TAREA:
Según el texto de estudio, ¿qué prefiere quien narra en lugar de nadar en el mar?

TEXTO DE ESTUDIO:
# # # # #

Hay días, cuando viajo por la costa que le veo. Siempre en constante movimiento pero tan inmenso que parece no moverse nunca. A mí no me gusta meterme a nadar al mar. No soy un buen nadador, no lo he sido y parece ser que no lo seré. En los pocos días de sol al año que tenemos en estas tierras, cuando vamos a la playa, soy de los últimos en meterse y el primero en salir. Me gusta la tierra, tener los pies bien firmes en algo y saber con total certeza que es aquello que piso. Prefiero las piscinas, son menos traicioneras y el agua, aunque con cloro, me permite más o menos ver mucho más allá de lo que puedo hacerlo en mar abierto. Además tiene límites bien definidos y puedo ponerme las aletas, el visor y el snorquel y con los ojos cerrados avanzar lentamente, como si volara, amortiguando los sonidos externos a mí bajo el fluido ambiente y sin miedo de perderme en las profundidades. Sé que mi cabeza o mis manos tocarán, tarde o temprano, una pared pintada de azul celeste o de azulejos esmaltados de colores brillantes.

# # # # #

DATOS SIN PROCESAR:
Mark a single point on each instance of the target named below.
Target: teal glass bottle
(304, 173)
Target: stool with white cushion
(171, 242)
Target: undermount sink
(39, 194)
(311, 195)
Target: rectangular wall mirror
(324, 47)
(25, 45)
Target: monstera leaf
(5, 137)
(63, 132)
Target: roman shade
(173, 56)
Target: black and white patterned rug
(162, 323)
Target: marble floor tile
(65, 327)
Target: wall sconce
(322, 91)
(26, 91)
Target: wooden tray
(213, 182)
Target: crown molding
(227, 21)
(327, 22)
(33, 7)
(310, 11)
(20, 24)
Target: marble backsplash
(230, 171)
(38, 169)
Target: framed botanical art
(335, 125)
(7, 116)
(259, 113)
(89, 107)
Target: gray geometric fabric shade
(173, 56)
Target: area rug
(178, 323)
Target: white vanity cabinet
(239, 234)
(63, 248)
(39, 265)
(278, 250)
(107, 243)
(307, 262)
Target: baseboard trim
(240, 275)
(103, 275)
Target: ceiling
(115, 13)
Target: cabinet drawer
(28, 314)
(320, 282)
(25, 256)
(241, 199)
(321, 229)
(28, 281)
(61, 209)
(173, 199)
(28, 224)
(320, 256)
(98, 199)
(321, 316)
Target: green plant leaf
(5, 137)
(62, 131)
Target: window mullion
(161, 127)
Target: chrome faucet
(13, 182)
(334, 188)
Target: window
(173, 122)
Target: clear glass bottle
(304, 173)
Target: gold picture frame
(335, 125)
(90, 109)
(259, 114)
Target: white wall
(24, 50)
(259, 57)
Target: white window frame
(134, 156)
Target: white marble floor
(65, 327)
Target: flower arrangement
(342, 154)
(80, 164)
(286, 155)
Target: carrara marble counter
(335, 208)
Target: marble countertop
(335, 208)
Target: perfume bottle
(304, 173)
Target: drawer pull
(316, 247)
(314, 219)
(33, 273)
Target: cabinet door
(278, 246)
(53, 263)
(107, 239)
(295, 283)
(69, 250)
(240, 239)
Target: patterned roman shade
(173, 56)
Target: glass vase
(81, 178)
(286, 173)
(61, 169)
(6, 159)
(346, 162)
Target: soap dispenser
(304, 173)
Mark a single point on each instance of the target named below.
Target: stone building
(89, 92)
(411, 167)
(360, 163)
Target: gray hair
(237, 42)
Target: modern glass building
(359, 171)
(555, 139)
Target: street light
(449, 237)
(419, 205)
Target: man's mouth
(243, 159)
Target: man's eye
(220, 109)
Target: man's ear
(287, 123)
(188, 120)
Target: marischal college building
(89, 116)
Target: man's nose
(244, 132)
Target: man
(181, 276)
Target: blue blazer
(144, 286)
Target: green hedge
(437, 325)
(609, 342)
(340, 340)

# # # # #

SOLUCIÓN:
Las piscinas.